Problem requirements: Write out the material below word for word, every line in its original order.

Task input:
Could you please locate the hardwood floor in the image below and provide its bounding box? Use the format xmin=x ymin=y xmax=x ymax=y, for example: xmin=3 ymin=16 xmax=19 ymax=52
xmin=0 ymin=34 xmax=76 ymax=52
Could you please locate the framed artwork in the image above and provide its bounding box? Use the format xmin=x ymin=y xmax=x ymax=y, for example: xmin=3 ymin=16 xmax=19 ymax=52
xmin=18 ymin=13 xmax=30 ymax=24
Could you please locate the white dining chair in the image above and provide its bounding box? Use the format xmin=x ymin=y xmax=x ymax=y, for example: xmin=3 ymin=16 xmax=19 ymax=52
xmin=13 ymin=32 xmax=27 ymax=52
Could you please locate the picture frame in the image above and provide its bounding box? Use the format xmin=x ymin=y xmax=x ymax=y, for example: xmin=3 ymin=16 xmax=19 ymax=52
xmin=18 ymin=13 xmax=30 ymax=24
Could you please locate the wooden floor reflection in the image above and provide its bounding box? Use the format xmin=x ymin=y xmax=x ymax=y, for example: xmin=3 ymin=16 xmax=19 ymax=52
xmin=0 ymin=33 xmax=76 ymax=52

Right answer:
Could you please locate the hardwood floor in the image below and provide its bounding box? Use the format xmin=x ymin=y xmax=x ymax=y, for example: xmin=3 ymin=16 xmax=19 ymax=52
xmin=0 ymin=34 xmax=76 ymax=52
Could you please locate the framed artwork in the image above and provide its bounding box? Use the format xmin=x ymin=y xmax=x ymax=y, for example: xmin=3 ymin=16 xmax=19 ymax=52
xmin=18 ymin=13 xmax=30 ymax=24
Could you please locate the white dining chair in the image above and provide its bounding box? Use the format xmin=x ymin=y xmax=x ymax=y, for example: xmin=3 ymin=16 xmax=19 ymax=52
xmin=13 ymin=32 xmax=27 ymax=52
Could you please locate the picture frame in the image above and provide its bounding box? Use the format xmin=x ymin=y xmax=x ymax=y, for example: xmin=3 ymin=16 xmax=19 ymax=52
xmin=18 ymin=13 xmax=30 ymax=24
Could you please locate the wooden floor reflection in the image above and provide its bounding box? Use the format xmin=x ymin=y xmax=x ymax=y, for example: xmin=3 ymin=16 xmax=19 ymax=52
xmin=0 ymin=33 xmax=76 ymax=52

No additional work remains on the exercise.